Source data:

┄┄┄┄┄┄

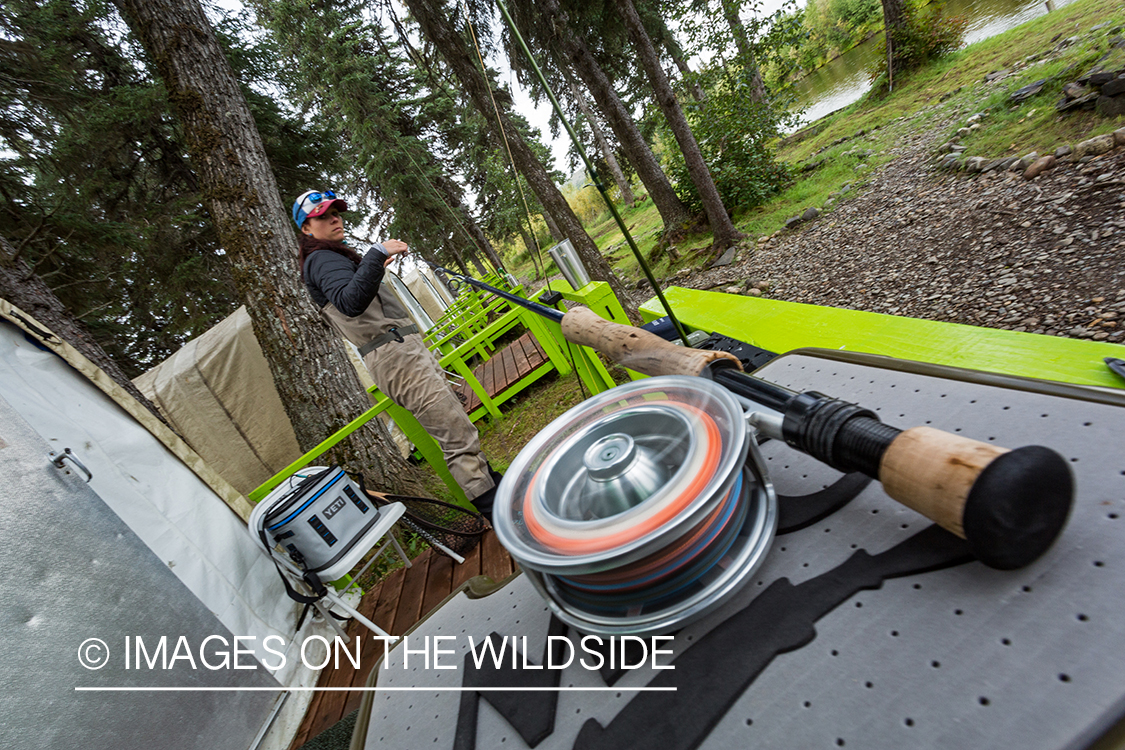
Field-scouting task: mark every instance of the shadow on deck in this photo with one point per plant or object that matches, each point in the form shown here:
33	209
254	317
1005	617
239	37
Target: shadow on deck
396	604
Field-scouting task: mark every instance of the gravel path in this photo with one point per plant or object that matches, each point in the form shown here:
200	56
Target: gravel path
1045	255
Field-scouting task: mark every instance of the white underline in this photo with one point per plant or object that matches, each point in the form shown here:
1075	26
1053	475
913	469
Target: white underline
375	689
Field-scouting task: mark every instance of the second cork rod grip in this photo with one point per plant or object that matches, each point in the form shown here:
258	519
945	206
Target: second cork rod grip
1008	505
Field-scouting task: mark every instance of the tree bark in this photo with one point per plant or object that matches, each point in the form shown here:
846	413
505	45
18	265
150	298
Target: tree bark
722	228
575	52
21	287
452	197
603	145
745	51
315	380
552	226
894	20
669	44
433	18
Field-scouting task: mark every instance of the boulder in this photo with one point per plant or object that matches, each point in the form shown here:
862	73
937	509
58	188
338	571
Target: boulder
1082	102
1101	78
975	163
1095	146
1027	91
1041	165
1115	88
1110	106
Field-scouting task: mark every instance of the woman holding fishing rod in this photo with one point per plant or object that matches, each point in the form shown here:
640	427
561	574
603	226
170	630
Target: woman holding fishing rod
345	288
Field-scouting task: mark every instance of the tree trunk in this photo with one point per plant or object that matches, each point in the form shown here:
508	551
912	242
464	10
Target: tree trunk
575	52
433	18
527	240
722	228
552	226
21	287
315	380
603	145
894	21
745	51
669	44
451	195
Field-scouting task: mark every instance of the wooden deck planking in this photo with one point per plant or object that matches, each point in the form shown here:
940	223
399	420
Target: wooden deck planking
438	583
404	597
468	569
410	601
506	368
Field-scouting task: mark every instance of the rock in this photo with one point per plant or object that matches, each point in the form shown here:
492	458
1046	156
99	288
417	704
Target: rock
1041	165
726	259
974	163
1115	88
1027	91
1095	146
1101	78
951	162
1082	102
1110	106
1073	90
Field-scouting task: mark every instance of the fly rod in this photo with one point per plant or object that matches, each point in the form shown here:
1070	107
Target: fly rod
1009	505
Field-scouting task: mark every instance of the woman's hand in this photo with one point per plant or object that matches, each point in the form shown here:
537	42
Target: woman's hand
395	247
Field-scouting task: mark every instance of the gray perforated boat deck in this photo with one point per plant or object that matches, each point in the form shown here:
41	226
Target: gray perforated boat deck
961	657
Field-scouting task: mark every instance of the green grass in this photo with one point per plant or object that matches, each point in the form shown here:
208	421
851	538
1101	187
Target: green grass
916	104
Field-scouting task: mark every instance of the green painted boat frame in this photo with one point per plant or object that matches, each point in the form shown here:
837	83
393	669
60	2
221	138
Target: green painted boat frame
781	327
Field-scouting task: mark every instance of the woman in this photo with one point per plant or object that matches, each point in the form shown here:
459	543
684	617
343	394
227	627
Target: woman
344	286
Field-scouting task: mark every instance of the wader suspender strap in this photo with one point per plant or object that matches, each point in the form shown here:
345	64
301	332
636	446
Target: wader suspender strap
394	334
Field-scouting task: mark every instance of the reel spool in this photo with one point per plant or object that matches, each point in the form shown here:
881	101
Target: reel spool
637	511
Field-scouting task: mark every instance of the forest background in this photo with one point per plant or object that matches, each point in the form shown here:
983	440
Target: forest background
150	151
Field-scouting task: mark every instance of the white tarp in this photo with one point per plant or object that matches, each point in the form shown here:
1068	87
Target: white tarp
173	512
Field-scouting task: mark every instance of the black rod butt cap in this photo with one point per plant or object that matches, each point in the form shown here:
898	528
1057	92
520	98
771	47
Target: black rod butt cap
1018	506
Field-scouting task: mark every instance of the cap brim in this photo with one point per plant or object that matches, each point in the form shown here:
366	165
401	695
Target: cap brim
324	206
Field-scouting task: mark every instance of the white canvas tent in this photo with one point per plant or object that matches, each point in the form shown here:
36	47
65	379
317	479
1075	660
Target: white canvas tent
153	544
218	394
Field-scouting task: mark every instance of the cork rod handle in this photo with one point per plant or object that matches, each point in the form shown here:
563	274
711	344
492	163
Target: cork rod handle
636	349
1008	505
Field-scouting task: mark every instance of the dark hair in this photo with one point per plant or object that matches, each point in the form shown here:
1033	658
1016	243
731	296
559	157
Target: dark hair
308	245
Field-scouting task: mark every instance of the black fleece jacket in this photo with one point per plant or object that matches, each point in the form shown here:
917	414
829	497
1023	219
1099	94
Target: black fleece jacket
332	278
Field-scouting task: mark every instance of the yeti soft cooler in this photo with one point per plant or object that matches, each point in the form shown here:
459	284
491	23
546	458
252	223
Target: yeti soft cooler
321	518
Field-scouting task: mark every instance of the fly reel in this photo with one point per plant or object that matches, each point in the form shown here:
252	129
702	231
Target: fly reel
637	512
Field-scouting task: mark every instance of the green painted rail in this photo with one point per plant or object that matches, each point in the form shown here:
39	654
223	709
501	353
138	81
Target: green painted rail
782	326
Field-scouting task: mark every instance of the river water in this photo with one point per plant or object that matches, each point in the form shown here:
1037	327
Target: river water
844	80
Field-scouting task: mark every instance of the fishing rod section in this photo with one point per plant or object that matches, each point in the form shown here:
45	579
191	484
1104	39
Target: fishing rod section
593	174
1008	505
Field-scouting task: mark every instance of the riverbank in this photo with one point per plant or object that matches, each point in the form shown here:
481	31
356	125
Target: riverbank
1045	255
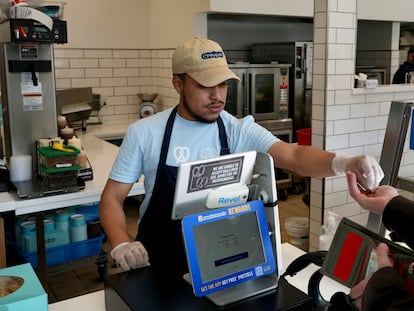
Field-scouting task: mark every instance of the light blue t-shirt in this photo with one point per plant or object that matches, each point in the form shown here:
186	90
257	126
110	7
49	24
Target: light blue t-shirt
190	140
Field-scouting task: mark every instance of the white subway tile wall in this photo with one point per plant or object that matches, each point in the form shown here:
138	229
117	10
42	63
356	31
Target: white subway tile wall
118	76
342	119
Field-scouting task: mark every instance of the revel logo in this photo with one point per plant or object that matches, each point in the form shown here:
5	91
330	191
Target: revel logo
212	54
229	200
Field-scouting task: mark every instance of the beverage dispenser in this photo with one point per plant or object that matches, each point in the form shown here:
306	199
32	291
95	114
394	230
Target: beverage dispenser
28	90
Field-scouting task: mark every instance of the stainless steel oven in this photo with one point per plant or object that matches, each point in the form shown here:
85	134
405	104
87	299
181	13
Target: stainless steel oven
261	92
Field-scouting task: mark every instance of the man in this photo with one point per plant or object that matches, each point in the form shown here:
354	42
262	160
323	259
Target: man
385	289
196	128
401	75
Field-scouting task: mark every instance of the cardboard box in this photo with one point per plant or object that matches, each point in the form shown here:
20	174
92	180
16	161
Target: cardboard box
29	296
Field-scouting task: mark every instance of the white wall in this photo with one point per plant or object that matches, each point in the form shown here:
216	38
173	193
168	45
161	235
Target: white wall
135	24
105	23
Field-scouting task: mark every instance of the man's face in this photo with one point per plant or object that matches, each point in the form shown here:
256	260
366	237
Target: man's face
199	103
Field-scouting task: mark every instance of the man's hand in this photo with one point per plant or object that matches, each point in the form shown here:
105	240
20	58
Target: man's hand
130	255
384	260
369	173
373	202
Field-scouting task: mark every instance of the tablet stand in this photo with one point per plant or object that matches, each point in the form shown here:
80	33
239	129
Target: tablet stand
263	187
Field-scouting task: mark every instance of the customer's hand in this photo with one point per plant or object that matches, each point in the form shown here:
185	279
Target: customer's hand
374	202
366	168
384	260
130	255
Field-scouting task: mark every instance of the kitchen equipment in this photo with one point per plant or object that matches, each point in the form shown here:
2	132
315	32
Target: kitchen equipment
96	105
147	107
373	72
27	90
299	54
263	91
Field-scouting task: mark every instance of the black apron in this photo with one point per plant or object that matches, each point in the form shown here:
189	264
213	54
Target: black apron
161	235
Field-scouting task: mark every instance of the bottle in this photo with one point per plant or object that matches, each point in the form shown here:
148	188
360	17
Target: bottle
328	231
28	236
67	133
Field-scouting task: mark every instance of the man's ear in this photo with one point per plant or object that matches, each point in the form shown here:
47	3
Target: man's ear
177	83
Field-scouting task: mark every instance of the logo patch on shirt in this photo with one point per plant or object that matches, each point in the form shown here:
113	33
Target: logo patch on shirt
181	154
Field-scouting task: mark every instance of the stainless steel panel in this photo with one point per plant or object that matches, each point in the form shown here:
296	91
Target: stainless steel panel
392	149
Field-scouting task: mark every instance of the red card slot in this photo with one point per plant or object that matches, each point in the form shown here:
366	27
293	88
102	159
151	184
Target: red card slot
346	258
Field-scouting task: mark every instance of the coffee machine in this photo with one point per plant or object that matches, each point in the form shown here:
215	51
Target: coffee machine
28	91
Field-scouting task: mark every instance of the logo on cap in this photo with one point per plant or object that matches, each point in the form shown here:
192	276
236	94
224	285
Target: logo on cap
212	54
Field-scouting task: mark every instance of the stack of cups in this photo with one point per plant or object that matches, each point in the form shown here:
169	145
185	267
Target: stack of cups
62	223
78	233
78	228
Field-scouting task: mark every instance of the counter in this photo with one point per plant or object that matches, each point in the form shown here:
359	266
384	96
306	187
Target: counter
96	300
101	155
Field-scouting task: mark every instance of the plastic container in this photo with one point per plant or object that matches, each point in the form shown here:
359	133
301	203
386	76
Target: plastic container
304	136
59	177
51	158
297	232
67	252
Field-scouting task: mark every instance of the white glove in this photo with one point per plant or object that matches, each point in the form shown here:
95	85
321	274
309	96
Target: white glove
369	173
130	255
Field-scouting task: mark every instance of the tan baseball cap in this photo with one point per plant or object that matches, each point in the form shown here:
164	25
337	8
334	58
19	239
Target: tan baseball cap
203	60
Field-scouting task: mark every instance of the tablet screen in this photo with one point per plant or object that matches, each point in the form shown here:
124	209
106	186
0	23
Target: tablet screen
227	246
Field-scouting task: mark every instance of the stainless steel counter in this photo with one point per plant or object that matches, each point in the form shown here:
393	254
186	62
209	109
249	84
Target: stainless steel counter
101	155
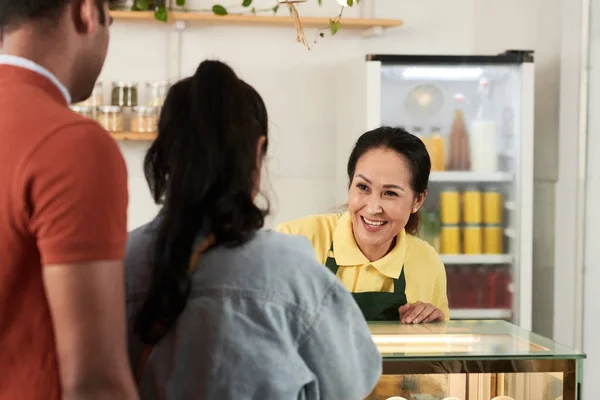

┄┄┄┄┄┄

• _Exercise aim_
Copy out each line of the listing above that contains the word "face".

• _Reply to the exercise_
Field-scouting task: mark every instance of the man's face in this photo with one point per plant or object that matches, each point in the form shown here:
Target: man's face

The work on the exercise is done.